» **Stated task**:
Print everything from "loose watts in" down to "faster using... science?" in the thread on bike tire width and pressure below.

Bike tire width/pressure nerd out
 

He's presenting this as a kind of myth-busting, but by and large I think conforms to the current conventional wisdom regarding tire width and pressure. Nevertheless, it's interesting.


One interesting thing that I didn't realize is that a fatter tire will feel harder than a skinnier tire at same pressure because the fatter tire will indent less to achieve the same contact area.

GCN Says 15 Compression
 

If you hunt through the GCN videos you'll come upon one from last summer where a Tour De France team mechanic was quoted as saying their teams starting pressure goal was a 15% height compression. In theory on a near weightless bike, the contact patch would be a small dot. So bike and rider weight should set the tire pressure. I'm still not running my CONTINENTAL GRAND PRIX GP 4000 S2 28 MM /700C tires as low a pressure as the 15% test indicates but the lower I go the fast I go. I sweep a weekly ride of twenty with three out and back legs so I've have been using where I meet the leaders as my indicator. The lower pressure the lower the actual rolling resistance as the tire absorbs road vibrations that would normally consume power as the mass of the bike and rider is moved.

That's an important issue he didn't cover much in the video.

It's the same for sailing, and well understood.
 

When racing sailboats they move everything they can to the center mid point of the boat so it uses less energy going through chop. On a bike the motion is much smaller but motion is wasted energy just the same.
We like crystal smooth water to race on but that comes with no wind. Velodrome track smoothness only comes with going no where, everywhere else there's surface roughness.

maaaaaaan , i don't think any lab test can translate to real world performance , contact patch smontact patch , you will always have a varable that counters the point you are trying to make , it can go on and on , solve two variables , and 3 more pop up .

heavier weaker rider , vs lighter stronger rider , bumpy jagged road vs perfectly smooth wood track , there is no end .

loose watts in the tires make it up int he muscles , loose strength in the muscles , make it up in aero gains, use a tubeless tire on a basic wheel to get a boost , or use a standard clincher on a high end wheel to get a boost , on and on !!!!

I don’t understand the point of this post. Are you trying to say that it is impossible to make a bike/rider faster using... science?

Most changes involve pros and cons. Nothing is “free”. But for a given course, there’s usually an optimal bike setup and an optimal physiology. Part of what makes bike racing fun is that a setup/rider who is really good on one course may be really bad on another.

I’m very confused by your statement that no lab test can translate to real world results. Plenty of people have aero bikes, kits, helmets, wheels and faster, wider, grippier tires that allow them to go much faster than they did when they didn’t have those things. Maybe your average speed on a solo ride will only change a little - but what’s easy to ignore is how much training is required to be able to gain that speed increase with no setup changes.

Science is my thing.
 

In fact I was a test engineer and program manager at the largest test lab west of the Mississippi. While I started out programming IC testers and military hardware environmental testing I moved up the food chain quickly and took over doing all the off the wall test request.

[Part of a data file]
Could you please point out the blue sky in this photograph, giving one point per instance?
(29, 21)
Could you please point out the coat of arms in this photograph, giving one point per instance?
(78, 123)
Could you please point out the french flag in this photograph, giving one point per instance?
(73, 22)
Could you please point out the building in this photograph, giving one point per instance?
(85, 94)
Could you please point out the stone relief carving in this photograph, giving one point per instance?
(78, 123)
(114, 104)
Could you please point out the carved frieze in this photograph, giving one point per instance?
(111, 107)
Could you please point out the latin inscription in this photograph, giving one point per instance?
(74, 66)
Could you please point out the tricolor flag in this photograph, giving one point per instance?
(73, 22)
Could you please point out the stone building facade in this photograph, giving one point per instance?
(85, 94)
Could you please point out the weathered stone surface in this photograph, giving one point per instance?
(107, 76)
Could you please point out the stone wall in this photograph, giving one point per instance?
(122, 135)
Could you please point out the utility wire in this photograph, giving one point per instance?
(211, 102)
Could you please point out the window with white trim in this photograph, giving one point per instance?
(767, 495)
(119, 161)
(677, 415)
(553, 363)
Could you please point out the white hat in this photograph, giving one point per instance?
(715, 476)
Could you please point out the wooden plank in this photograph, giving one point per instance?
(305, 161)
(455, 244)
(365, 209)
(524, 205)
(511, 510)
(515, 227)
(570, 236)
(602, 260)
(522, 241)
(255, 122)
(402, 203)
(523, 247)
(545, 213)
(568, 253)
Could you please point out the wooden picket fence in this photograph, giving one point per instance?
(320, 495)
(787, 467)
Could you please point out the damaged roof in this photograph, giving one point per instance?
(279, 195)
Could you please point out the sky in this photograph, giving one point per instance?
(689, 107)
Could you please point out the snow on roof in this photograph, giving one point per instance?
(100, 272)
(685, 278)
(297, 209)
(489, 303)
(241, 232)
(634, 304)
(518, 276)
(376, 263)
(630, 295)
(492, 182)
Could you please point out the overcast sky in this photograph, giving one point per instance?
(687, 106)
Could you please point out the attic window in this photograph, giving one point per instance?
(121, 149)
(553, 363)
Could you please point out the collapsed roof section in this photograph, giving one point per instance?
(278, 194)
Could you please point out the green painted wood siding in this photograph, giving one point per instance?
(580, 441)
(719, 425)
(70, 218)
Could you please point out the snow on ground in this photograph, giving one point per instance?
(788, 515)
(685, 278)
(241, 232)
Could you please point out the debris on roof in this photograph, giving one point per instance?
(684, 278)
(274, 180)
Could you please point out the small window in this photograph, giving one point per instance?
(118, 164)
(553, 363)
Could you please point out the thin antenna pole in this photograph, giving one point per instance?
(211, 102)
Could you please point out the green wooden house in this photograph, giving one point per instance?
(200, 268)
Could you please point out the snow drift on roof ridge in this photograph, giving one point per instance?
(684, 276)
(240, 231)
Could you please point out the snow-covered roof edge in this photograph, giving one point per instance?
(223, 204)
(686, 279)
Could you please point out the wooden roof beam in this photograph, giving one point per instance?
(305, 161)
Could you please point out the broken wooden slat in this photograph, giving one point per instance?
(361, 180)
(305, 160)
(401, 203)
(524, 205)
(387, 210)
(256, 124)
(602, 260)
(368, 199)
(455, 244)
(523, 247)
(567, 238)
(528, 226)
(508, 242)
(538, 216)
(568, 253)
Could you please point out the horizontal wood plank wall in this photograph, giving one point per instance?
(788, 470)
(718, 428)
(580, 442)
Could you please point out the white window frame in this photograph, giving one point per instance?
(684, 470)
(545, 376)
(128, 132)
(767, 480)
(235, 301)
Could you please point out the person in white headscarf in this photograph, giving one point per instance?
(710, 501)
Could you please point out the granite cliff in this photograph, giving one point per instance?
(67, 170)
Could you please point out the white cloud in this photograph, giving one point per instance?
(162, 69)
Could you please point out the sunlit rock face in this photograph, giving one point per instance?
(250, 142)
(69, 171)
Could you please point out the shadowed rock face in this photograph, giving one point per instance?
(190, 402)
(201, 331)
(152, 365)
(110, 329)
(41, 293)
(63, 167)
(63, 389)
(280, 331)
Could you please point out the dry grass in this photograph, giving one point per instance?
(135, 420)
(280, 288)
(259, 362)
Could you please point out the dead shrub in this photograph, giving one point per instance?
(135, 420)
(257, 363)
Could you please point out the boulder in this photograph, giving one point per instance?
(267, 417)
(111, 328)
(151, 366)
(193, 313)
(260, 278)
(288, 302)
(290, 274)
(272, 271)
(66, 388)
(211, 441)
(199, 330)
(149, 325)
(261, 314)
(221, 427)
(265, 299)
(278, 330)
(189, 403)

» **Solution to the problem**:
loose watts in the tires make it up int he muscles , loose strength in the muscles , make it up in aero gains, use a tubeless tire on a basic wheel to get a boost , or use a standard clincher on a high end wheel to get a boost , on and on !!!!

I don’t understand the point of this post. Are you trying to say that it is impossible to make a bike/rider faster using... science?